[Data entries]
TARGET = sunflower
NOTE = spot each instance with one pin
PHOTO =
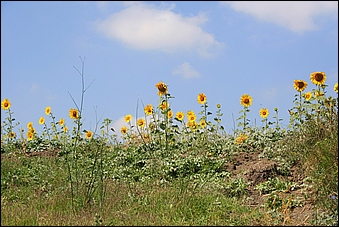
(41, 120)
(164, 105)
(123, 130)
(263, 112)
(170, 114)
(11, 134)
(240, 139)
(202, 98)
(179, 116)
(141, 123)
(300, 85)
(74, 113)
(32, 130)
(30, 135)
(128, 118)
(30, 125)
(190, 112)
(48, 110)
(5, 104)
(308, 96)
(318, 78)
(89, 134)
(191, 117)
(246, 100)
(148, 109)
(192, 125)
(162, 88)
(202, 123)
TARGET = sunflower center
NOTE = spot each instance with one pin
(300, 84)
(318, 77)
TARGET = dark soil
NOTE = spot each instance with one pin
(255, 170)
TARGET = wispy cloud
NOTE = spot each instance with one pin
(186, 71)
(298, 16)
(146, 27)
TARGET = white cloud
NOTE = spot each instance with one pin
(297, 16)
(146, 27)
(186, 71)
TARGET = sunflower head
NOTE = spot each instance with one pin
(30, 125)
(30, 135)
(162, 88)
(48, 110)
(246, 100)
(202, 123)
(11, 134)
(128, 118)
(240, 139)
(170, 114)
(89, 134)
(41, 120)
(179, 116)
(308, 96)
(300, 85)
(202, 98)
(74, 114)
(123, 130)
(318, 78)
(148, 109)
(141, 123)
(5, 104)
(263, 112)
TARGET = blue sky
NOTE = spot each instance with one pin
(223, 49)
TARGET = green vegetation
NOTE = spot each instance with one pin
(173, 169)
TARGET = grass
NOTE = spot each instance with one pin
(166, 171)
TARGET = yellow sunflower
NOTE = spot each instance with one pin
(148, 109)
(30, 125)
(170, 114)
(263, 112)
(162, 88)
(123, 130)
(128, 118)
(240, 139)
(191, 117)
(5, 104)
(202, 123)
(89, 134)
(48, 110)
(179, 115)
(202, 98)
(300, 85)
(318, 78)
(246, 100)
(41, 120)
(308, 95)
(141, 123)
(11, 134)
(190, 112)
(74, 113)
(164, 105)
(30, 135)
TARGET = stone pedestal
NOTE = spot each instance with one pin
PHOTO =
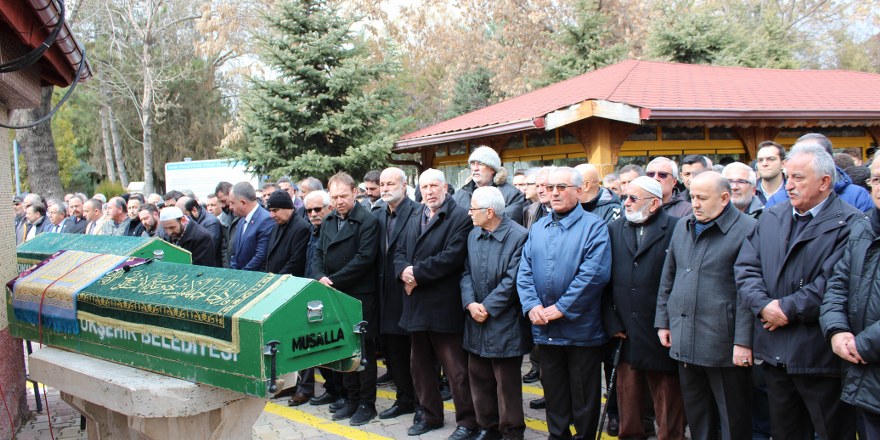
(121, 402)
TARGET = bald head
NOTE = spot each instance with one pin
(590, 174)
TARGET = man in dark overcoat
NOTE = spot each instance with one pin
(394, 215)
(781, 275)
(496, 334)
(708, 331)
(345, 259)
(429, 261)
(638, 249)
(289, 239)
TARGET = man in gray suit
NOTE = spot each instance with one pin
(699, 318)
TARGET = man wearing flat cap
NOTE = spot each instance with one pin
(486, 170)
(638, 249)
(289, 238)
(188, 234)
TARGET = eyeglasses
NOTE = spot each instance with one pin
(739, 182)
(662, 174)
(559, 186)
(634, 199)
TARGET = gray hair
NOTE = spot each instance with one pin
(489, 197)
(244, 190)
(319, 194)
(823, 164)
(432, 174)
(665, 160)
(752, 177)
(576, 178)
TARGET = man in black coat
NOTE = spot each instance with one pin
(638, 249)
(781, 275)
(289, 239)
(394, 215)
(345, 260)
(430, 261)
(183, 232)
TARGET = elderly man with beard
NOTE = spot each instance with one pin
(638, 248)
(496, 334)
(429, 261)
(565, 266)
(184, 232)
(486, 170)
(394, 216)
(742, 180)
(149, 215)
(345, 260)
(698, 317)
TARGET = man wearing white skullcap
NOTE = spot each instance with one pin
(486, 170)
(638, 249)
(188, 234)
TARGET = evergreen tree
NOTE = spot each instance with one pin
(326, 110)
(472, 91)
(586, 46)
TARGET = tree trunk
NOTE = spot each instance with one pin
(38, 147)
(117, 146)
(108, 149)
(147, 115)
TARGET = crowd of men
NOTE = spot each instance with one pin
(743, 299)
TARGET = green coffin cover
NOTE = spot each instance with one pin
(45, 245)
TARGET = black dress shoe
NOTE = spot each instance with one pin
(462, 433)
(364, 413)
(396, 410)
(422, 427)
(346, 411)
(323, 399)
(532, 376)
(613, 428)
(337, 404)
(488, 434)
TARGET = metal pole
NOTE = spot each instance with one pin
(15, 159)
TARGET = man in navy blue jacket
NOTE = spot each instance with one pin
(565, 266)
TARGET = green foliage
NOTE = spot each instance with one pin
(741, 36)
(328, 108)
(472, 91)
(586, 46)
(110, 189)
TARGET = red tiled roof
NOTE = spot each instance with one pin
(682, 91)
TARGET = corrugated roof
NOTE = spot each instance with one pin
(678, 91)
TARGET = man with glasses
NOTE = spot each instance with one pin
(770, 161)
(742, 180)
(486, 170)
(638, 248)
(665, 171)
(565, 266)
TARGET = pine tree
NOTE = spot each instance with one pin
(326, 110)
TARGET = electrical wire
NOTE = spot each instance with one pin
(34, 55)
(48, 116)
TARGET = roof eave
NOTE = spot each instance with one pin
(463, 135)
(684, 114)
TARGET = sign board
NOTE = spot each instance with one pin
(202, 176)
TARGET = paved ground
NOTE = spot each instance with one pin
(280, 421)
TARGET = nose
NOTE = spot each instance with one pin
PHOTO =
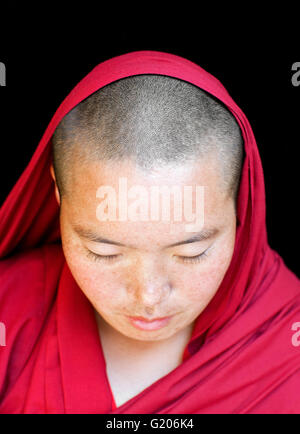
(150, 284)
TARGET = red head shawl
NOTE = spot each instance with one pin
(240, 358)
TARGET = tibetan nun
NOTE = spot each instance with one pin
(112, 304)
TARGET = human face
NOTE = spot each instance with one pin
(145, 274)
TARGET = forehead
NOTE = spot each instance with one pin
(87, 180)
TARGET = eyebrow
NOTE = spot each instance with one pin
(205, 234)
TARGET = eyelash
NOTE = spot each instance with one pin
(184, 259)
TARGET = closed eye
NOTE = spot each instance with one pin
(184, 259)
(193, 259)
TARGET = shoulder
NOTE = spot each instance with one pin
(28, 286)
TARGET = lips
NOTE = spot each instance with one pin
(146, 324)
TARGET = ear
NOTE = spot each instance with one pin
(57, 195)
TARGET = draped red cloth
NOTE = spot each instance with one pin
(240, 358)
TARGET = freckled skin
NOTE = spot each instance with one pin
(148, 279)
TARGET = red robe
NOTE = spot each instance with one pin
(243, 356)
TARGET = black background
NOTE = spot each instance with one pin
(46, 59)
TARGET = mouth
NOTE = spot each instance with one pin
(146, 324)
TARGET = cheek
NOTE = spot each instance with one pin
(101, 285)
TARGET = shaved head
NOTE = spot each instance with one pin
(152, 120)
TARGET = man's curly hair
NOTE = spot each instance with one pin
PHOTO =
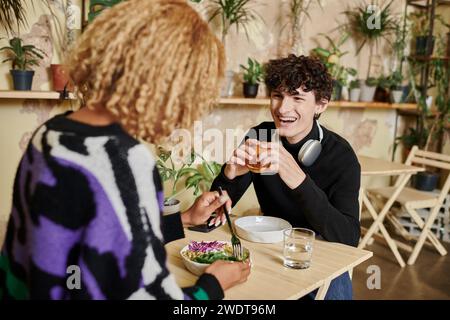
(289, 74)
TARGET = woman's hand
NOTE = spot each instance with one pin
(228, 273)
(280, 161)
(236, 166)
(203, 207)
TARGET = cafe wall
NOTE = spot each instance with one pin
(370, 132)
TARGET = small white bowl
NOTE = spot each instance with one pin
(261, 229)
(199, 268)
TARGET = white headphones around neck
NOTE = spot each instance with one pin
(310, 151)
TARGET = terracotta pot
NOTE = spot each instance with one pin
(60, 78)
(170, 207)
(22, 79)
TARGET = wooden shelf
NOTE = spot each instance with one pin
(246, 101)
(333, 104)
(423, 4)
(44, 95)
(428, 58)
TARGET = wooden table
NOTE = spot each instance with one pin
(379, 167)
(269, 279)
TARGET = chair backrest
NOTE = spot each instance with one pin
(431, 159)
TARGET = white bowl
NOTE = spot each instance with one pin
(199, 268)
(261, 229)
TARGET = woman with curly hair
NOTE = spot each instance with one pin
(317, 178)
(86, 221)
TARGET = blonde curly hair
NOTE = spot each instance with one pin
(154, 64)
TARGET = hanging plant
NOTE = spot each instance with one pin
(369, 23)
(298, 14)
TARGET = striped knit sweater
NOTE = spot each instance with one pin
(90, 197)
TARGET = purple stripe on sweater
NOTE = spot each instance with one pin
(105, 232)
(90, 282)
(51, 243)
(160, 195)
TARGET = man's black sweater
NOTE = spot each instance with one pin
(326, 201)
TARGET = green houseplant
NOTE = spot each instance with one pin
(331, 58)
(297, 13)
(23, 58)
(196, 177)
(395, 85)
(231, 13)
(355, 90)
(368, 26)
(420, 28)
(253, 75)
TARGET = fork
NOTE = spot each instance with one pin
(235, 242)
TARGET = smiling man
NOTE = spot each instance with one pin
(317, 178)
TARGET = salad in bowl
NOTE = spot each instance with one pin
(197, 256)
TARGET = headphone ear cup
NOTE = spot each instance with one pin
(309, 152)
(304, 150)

--

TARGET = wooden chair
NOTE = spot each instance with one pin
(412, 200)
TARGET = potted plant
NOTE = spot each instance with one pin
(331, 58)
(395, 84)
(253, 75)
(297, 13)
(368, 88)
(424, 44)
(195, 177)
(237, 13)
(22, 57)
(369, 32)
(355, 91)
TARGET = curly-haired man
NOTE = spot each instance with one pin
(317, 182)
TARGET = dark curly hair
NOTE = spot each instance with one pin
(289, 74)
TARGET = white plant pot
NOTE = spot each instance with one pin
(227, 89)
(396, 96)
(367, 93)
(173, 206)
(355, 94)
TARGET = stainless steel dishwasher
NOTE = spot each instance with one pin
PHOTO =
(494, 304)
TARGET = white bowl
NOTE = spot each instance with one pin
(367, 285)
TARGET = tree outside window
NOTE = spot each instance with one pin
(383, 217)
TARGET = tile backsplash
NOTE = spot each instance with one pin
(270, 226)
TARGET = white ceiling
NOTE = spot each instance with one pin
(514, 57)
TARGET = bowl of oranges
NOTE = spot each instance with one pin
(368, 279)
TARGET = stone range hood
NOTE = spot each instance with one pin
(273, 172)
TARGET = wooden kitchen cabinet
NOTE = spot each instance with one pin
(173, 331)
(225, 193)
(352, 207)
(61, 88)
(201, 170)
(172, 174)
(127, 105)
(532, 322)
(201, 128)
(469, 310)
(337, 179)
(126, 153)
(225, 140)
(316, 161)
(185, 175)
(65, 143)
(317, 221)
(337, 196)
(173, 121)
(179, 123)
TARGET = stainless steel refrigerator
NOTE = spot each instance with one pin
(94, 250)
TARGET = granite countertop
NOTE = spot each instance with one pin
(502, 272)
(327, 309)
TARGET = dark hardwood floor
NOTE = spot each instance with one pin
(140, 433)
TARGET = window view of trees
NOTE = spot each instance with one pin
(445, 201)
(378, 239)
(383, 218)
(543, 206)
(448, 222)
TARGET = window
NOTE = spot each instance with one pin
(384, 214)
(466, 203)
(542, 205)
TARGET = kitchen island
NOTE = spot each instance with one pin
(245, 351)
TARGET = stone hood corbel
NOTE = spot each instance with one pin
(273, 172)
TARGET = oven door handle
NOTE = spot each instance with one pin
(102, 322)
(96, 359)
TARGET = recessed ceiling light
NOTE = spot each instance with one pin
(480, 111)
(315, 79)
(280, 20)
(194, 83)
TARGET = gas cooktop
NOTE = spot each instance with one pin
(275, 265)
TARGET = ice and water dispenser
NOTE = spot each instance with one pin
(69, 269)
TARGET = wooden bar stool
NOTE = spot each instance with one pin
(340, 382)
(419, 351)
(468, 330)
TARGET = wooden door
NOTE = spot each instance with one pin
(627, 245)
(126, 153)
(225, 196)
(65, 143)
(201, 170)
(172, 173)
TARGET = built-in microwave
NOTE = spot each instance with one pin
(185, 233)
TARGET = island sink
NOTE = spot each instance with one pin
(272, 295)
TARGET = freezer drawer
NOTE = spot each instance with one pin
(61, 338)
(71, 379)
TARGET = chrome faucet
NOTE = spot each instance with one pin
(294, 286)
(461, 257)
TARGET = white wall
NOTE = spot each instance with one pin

---

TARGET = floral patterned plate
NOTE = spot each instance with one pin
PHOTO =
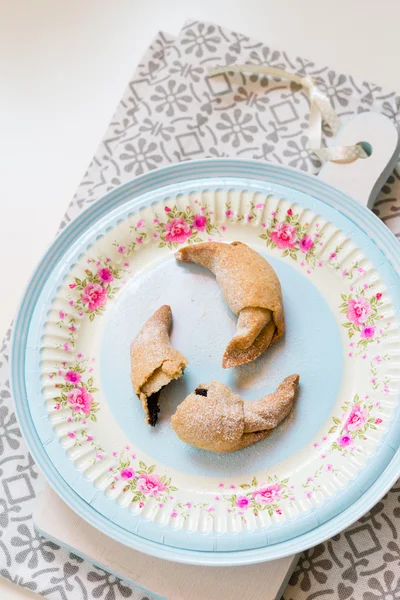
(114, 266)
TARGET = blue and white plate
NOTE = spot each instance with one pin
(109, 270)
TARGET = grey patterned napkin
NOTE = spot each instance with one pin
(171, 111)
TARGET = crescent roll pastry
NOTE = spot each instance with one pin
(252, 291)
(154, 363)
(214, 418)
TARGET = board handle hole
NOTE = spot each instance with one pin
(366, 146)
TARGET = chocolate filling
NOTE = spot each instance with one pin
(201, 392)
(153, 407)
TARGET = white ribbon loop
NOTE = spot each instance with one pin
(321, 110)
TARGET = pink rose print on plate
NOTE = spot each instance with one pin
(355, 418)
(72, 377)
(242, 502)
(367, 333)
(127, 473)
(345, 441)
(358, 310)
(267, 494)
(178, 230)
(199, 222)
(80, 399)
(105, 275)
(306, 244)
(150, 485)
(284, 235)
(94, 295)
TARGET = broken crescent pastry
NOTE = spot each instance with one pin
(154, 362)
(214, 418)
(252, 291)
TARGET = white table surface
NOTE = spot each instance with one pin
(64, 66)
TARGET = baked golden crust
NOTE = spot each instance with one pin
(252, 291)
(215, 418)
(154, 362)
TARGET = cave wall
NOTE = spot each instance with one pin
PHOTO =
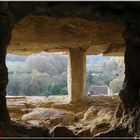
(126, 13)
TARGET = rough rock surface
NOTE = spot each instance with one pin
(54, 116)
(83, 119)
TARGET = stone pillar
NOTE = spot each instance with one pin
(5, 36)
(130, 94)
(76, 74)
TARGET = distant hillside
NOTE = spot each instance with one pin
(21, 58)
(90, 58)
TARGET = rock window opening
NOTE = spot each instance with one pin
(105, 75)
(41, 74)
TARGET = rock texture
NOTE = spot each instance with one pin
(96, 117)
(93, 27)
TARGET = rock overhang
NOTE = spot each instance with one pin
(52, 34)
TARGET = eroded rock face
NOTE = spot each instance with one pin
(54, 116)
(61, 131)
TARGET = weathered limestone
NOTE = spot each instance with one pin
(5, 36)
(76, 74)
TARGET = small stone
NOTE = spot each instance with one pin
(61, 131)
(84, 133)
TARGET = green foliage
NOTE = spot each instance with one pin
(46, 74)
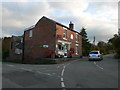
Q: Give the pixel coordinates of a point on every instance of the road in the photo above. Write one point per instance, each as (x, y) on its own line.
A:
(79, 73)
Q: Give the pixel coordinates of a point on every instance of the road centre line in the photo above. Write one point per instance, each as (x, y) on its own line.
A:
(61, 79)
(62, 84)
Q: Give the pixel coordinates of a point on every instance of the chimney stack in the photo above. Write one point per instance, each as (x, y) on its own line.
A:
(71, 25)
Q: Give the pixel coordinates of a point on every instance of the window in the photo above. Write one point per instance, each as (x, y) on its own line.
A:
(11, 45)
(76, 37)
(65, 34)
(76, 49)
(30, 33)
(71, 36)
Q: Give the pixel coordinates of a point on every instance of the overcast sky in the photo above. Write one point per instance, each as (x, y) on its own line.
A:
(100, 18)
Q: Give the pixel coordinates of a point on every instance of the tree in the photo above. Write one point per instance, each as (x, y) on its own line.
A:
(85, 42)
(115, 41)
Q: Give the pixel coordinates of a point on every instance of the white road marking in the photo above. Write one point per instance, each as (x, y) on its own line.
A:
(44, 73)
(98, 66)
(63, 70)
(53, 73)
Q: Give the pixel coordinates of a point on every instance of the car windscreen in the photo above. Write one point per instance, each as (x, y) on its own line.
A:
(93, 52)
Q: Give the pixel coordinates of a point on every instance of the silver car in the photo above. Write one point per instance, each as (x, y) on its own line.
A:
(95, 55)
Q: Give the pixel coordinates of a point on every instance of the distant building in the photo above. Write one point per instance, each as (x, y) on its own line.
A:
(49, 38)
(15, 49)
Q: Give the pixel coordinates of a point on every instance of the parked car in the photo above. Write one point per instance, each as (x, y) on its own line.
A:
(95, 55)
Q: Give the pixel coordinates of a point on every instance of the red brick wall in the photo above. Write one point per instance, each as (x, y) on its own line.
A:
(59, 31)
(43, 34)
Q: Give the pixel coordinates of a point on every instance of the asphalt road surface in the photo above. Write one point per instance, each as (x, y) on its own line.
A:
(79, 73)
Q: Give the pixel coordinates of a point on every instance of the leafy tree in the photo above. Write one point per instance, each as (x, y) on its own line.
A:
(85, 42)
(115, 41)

● THE TASK: Scan the data for lines containing "blue" and copy all of them.

● RESULT BELOW:
TARGET = blue sky
TARGET = man in navy blue jacket
TARGET = blue and white plate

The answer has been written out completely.